This adaptive behavior biases our labels because the only fraud that gets through our system is a representation of the holes in our system. Again, I’ll talk more about this in a bit. Next imbalanced data, I’m sure a lot of folks here are struggling with that. An imbalanced data set is a data set with skewed class proportions, meaning some labels are rarer than others, and in fraud this imbalance is extreme because fraudulent transactions are very rare when compared to legitimate transactions. There are a lot of resources online talking about how to deal with imbalanced data, so I’ll just mention the tricky parts for us. They are signal generation and performance measurement. Fewer labels means weaker signal for learning fraud patterns and you run the risk of overfitting. And then fewer labels also leads to higher variance in performance measurement with longer data gathering phases to have confidence in our experiment reads during online testing.

Jake Weholt:

This problem also compounds as we improve our systems as well. So, better systems means less fraud means less positive cases over time to train on, means that the class imbalance actually gets worse. And the final difficult part in generating clean labels is label maturity. So, chargebacks, which are positive labels take weeks to mature. And for the most part, generating a positive chargeback label requires someone to notice a fraudulent charge and interact with their bank to reverse it. This means the feedback cycle is very long, which is weeks, not hours or days, which makes the iteration loop very long. It also means that fraudsters can fly under the radar for a while before they are discovered and they continue to actively harm our good customers.

Jake Weholt:

It also makes it harder to measure improvements or if a model is stable enough to move into production, especially when we make large changes and the uncertainty and risk is increased. So, next I want to talk about measurement, which is a particularly difficult part of building machine learning models in this space. So, what do we want to measure and how do we want to measure it? We want to measure how well our systems are performing, but what does that actually mean? Our primary measures are precision and recall. Precision means of all the transactions flagged by the model, how many were actually fraud. This is a measure of customer friction because if this value is low, say 5%, only 5% of the transaction we flag is fraudulent, are actually fraudulent, and the remaining 95% are good customers getting tangled up in our risk systems.

__Dataset extract__.
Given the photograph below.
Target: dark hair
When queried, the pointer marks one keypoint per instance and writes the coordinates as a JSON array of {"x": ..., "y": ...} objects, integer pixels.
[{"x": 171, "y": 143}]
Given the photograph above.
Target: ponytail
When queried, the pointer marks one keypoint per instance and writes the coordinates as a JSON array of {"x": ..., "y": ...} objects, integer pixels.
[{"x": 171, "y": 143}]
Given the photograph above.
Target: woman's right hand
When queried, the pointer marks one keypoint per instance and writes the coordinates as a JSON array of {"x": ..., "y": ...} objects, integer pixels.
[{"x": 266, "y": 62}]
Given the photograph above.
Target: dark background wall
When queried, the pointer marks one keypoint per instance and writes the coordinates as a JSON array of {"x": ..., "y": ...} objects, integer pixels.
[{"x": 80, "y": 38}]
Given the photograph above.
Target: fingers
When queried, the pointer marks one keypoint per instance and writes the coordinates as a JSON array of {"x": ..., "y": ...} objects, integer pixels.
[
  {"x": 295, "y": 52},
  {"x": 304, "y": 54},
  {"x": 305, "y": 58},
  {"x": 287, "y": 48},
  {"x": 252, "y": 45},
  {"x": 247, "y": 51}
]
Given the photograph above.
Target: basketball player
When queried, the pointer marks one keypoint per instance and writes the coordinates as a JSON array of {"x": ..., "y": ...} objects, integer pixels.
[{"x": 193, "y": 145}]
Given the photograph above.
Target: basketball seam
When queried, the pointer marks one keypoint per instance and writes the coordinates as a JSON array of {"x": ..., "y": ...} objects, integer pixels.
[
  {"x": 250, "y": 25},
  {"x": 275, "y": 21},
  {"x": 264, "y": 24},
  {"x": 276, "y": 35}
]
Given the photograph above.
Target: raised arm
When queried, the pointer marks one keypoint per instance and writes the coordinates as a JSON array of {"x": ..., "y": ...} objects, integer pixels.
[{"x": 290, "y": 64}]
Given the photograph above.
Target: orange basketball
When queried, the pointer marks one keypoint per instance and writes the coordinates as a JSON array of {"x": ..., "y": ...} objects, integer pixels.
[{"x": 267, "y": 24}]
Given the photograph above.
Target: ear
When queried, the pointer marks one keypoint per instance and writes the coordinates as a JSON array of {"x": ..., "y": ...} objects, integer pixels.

__Exercise task__.
Write out the fraud-detection text word for word, starting with "This problem also" and going on through "our good customers.".

__Solution to this exercise__.
This problem also compounds as we improve our systems as well. So, better systems means less fraud means less positive cases over time to train on, means that the class imbalance actually gets worse. And the final difficult part in generating clean labels is label maturity. So, chargebacks, which are positive labels take weeks to mature. And for the most part, generating a positive chargeback label requires someone to notice a fraudulent charge and interact with their bank to reverse it. This means the feedback cycle is very long, which is weeks, not hours or days, which makes the iteration loop very long. It also means that fraudsters can fly under the radar for a while before they are discovered and they continue to actively harm our good customers.